Consigne donnée 1:
Traduisez en anglais cette phrase du texte sur Benoît XVI : « J'ai rajouté des sous-titres, et quelques miens commentaires en italique dans le texte. »
Consigne donnée 2:
Poursuivez le texte sur Benoît XVI à partir de sa dernière phrase.

Texte à lire:
● ● ● ●
Pour en revenir à l'internaute intervenant sur le blog de Raffaella, il y reproduisait le commentaire (évidemment censuré) qu'il avait posté sur le Corriere. Il y écrivait (entre autres amabilités....)
«Quand des gens comme vous quitteront la scène de l'Eglise, on pourra enfin à nouveau parler simplement de Benoît XVI.» (*)

C'est ce qui m'a poussée à traduire l'article, malgré sa longueur. Involontairement, il répond à certaines questions qu'on se pose sur la déloyauté dont Benoît XVI a dû souffrir des milieux les plus proches de la haute hiérarchie de l'Eglise.
J'ai rajouté des sous-titres, et quelques miens commentaires en italique dans le texte.

Ratzinger n'a pas été un gendarme.
Réévaluons (**) un pontife dénaturé


Andrea Riccardi
29 juin 2016
www.corriere.it
Ma traduction

* * *

Un portrait de Benoît XVI, pour le 65e anniversaire de son ordination sacerdotale, à partir du livre de Roberto Regoli "Au-delà de la crise de l'Eglise"
● ● ● ●
Informations fournies:
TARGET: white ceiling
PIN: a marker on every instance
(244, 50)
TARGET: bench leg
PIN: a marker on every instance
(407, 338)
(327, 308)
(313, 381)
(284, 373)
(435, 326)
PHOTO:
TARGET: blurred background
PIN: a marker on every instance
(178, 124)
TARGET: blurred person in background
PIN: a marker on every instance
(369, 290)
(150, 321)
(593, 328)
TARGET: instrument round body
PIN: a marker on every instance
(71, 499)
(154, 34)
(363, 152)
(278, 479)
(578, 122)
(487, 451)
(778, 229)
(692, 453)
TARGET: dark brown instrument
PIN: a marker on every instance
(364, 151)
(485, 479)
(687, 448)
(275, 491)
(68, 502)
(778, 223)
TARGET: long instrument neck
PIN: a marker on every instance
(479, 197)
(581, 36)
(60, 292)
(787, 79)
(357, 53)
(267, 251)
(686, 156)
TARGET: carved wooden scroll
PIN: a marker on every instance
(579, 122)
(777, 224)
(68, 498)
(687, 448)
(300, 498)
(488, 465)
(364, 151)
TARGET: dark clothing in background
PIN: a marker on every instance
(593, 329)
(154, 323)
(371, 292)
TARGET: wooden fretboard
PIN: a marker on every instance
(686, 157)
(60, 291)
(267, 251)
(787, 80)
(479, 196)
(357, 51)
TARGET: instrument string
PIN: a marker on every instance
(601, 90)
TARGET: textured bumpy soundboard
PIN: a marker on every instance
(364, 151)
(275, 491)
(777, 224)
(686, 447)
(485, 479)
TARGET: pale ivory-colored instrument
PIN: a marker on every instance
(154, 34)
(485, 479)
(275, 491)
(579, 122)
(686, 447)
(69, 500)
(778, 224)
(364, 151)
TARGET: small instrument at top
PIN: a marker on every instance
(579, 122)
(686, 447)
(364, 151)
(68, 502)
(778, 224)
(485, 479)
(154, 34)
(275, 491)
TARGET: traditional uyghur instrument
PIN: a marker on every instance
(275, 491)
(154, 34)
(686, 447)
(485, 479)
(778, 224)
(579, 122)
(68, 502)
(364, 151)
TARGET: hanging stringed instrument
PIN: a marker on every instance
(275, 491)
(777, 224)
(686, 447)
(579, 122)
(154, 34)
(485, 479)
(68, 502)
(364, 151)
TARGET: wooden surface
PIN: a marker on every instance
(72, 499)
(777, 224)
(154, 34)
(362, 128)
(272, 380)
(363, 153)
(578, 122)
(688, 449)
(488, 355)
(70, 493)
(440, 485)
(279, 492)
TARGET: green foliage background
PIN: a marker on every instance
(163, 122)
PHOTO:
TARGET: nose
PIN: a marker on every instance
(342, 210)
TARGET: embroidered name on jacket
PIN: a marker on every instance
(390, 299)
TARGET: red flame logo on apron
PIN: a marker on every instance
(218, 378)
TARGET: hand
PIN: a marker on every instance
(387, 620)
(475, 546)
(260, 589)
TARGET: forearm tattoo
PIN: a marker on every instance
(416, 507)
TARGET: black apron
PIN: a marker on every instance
● ● ● ●
Réponse à l'exercice 1:
I added subheadings, and a few comments of my own in italics in the text.

Réponse à l'exercice 2:
REGRET DU NON ACCÈS AUX ARCHIVES

Nous devons remercier Roberto Regoli, qui, avec son livre sur le pontificat de Benoît XVI "Oltre la crisi della Chiesa", nous amène à réfléchir sur une transition décisive du monde catholique dans notre XXIe siècle. Je ressens une certaine gêne à traiter de personnes vivantes, si proches, dont certains présents. Il arrive que l'historien contemporain soit défini comme "journaliste" (parfois de manière peu flatteuse), mais ici nous sommes vraiment à une distance très proche des événements, seulement trois ans après la fin du pontificat. Indubitablement, Regoli a montré non seulement de l'équilibre dans le traitement du sujet, mais aussi beaucoup de courage.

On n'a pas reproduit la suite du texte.